- GIVEN TASK:
Write out every record below exactly as it appears.

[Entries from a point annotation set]
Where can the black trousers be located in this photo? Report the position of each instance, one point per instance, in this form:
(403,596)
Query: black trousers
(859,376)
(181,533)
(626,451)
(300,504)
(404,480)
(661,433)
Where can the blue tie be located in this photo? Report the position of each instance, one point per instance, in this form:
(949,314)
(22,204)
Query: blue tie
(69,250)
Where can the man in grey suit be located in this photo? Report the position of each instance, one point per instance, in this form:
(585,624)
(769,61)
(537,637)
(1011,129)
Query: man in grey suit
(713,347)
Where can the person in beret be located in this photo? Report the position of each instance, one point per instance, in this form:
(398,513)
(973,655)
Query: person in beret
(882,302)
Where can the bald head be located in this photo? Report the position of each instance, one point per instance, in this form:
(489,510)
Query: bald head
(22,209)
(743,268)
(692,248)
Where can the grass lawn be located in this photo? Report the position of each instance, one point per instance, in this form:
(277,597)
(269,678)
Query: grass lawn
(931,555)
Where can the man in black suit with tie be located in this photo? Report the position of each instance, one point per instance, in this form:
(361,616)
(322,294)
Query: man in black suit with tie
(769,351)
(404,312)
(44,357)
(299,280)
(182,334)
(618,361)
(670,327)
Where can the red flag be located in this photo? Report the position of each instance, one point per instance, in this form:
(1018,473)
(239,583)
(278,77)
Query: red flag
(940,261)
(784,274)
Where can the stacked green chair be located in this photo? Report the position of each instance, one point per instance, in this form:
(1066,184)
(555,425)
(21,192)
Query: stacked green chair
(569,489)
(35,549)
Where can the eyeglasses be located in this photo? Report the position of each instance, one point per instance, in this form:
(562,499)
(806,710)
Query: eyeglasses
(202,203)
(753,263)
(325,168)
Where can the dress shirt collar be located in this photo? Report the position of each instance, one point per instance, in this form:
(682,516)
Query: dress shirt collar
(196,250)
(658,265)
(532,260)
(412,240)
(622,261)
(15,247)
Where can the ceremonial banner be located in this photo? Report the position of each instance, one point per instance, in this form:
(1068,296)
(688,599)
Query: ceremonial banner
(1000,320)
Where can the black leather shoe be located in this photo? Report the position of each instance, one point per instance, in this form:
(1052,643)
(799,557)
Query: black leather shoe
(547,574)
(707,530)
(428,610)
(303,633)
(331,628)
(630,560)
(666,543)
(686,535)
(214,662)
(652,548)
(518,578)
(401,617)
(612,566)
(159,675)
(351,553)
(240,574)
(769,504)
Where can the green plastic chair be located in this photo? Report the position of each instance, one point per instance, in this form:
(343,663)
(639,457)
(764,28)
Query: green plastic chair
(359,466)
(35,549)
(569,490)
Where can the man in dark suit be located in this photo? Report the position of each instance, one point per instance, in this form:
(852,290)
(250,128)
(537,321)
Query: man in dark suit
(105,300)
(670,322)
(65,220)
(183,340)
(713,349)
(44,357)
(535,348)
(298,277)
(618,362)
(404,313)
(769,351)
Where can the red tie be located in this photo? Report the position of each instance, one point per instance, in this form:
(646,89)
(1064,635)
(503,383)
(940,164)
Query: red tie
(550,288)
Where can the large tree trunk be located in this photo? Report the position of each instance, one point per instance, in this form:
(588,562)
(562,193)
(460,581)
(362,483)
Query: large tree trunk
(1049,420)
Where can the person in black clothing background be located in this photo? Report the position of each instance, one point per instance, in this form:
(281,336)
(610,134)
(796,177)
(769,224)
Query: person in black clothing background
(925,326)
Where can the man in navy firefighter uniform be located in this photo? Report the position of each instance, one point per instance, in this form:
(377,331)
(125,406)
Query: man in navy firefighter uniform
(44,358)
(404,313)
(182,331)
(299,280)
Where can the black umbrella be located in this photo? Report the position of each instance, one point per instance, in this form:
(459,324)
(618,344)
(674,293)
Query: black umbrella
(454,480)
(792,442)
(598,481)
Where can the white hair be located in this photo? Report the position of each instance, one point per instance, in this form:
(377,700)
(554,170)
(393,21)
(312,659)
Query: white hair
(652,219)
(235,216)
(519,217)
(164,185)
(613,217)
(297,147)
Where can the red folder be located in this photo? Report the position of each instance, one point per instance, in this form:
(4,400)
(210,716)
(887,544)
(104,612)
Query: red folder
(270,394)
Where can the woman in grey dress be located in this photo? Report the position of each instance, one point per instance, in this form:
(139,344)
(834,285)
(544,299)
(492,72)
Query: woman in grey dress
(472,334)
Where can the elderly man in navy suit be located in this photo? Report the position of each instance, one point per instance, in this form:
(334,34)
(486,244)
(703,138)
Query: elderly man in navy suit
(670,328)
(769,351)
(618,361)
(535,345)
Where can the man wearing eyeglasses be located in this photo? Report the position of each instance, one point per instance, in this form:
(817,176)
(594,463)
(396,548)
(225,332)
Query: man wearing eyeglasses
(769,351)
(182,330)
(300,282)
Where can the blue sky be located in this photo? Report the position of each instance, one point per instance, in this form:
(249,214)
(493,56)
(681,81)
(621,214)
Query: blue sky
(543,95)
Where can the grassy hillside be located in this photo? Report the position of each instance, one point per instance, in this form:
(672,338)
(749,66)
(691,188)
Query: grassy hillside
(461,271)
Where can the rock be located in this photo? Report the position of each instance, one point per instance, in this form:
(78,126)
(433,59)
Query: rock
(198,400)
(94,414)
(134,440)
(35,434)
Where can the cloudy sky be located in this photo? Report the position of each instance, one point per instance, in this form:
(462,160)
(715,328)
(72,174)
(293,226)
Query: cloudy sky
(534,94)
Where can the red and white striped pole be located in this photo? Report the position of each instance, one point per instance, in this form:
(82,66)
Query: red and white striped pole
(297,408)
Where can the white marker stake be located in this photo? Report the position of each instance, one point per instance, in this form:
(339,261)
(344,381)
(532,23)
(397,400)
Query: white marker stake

- RESPONSE TO THE TASK:
Where can the black trousers be located in this photo? Report the position of each instance, one point per instance, in this form:
(403,596)
Query: black trousers
(859,376)
(181,533)
(626,451)
(300,504)
(404,480)
(661,433)
Where can the blue tie be located in this photo? Report the position of each instance, one point per instance, in this form:
(949,314)
(22,204)
Query: blue tie
(69,250)
Where can the man in grey suit be located in this photo? Report the position of each instance, one point per instance, in this form:
(585,624)
(769,61)
(537,637)
(1011,129)
Query: man in grey suit
(713,347)
Where can the person in beret be located in this photo? Report the position of each instance, one point per instance, in this form:
(398,513)
(973,655)
Query: person in beret
(882,302)
Where can the bald head be located in this photo? Report the position of each instance, one point per instance, in this form:
(489,510)
Query: bald head
(22,209)
(743,268)
(692,248)
Where can the grass lawn be located in this photo? Report the position of each instance, one point per instance, in this form:
(277,597)
(269,678)
Query: grass lawn
(931,555)
Where can the man in black suit with tie be located in this photo? Report the position of each instance, one point per instance, in this form:
(361,616)
(322,294)
Query: man in black suit with tie
(769,351)
(404,312)
(44,357)
(299,280)
(182,334)
(618,361)
(670,327)
Where can the red flag be located in this photo? Report the position of each instance, one point per instance, in this form:
(1018,473)
(239,583)
(278,77)
Query: red flag
(940,261)
(784,274)
Where can the stacked green chair be located in this photo? Report the position of each instance, one point per instance, in this form:
(1066,184)
(555,425)
(21,192)
Query: stacked green chair
(569,489)
(35,549)
Where can the eyeglasses be located in this photo? Report the position of each instance, one point per instance, in this form:
(562,499)
(806,710)
Query: eyeglasses
(202,203)
(753,263)
(325,168)
Where can the dress shirt collar be located in this photo? Report the position of each instance, one point per instance, in this form:
(682,516)
Query: dress shirt collar
(196,250)
(658,265)
(532,260)
(412,240)
(622,261)
(15,247)
Where can the ceremonial banner be located in this photo? Report the position of each instance, one point per instance, in this form:
(1068,296)
(688,599)
Query: ceremonial banner
(1000,320)
Where can the black leather shoe be located in this photo? Report the position of each instance, one point per instance, in this form:
(1052,643)
(799,557)
Query: black leather shoe
(547,574)
(707,530)
(428,610)
(303,633)
(331,628)
(630,560)
(666,543)
(686,535)
(214,662)
(652,548)
(518,578)
(401,617)
(612,566)
(159,675)
(351,553)
(240,574)
(769,504)
Where can the green plastic chair be located in this photo? Report the position of each instance, one point per instance, in this form:
(343,663)
(639,457)
(764,28)
Query: green plastic chair
(359,466)
(35,549)
(569,490)
Where can the man in dark suit be located in this photo? Report the position of each instance, one point per instance, in this form:
(852,290)
(250,128)
(537,321)
Query: man in dark suit
(105,300)
(670,322)
(65,220)
(183,340)
(713,349)
(44,357)
(535,348)
(298,277)
(618,362)
(404,313)
(769,351)
Where can the red tie be located in this photo? Report the position of each instance, one point per instance, in this form:
(646,89)
(1064,635)
(503,383)
(940,164)
Query: red tie
(550,288)
Where can the large tree trunk be located in this photo? Report the position of each instance, one point per instance, in this form:
(588,562)
(562,193)
(460,581)
(362,483)
Query: large tree trunk
(1049,420)
Where can the person in black clothing background be located in this photo? Report the position of each instance, one point per instance, in this form:
(281,336)
(610,134)
(796,177)
(769,224)
Query: person in black clothing background
(925,326)
Where can the man in navy firefighter uniform be located in this photo? Report the position of each instance, one point per instance, in this form:
(377,331)
(125,406)
Query: man in navy firefighter uniform
(44,358)
(404,313)
(182,331)
(299,280)
Where can the black umbrella be located in this photo? Report the position of each instance, one point per instance, in this form:
(459,324)
(618,344)
(674,293)
Query: black umbrella
(454,480)
(792,442)
(598,481)
Where can the white hair be located in this photo? Report the position of each instance, one point per instance, in this form:
(377,700)
(554,170)
(393,21)
(312,659)
Query: white hair
(652,219)
(235,216)
(519,217)
(164,185)
(613,217)
(297,147)
Where can the red folder be located in this photo? Report the position of each instance, one point per instance, in this form:
(4,400)
(210,716)
(887,544)
(104,612)
Query: red folder
(270,394)
Where can the woman in grey dress be located in this photo? Report the position of each instance, one point per instance, in this form:
(139,344)
(834,285)
(544,299)
(492,72)
Query: woman in grey dress
(472,334)
Where can the elderly man in navy suit be located in this photo? Report the position of each instance, one point per instance, in this form:
(334,34)
(486,244)
(703,138)
Query: elderly man in navy suit
(670,328)
(769,351)
(618,361)
(535,345)
Where can the man wearing eyeglasses be located in this photo? Report the position of each instance, one point per instance, in this form:
(817,176)
(594,463)
(396,548)
(225,332)
Query: man wearing eyeglasses
(769,351)
(182,330)
(300,282)
Where can the blue sky be located in this photo? Report the position of each instance, one point per instance, in this form:
(249,214)
(493,56)
(681,81)
(621,214)
Query: blue sky
(543,95)
Where can the grassy hillside be located in this photo? Report the position of each instance, one point per instance, in this form:
(672,338)
(749,66)
(691,188)
Query: grassy hillside
(461,271)
Where can the rock be located in this photo? Report the position of each instance, one point per instance, in this form:
(78,126)
(433,59)
Query: rock
(198,400)
(94,414)
(134,440)
(35,434)
Where can the cloudy sky be located in this photo? Report the position of each instance, one point per instance, in this form:
(462,160)
(715,328)
(72,174)
(293,226)
Query: cloudy sky
(534,94)
Where can the red and white striped pole be located in this photo? Report the position of each instance, one point per instance, in this form:
(82,66)
Query: red and white striped pole
(297,408)
Where can the white marker stake be located in this photo? Report the position of each instance, one point per instance, in this form:
(339,261)
(344,381)
(532,23)
(397,400)
Query: white marker stake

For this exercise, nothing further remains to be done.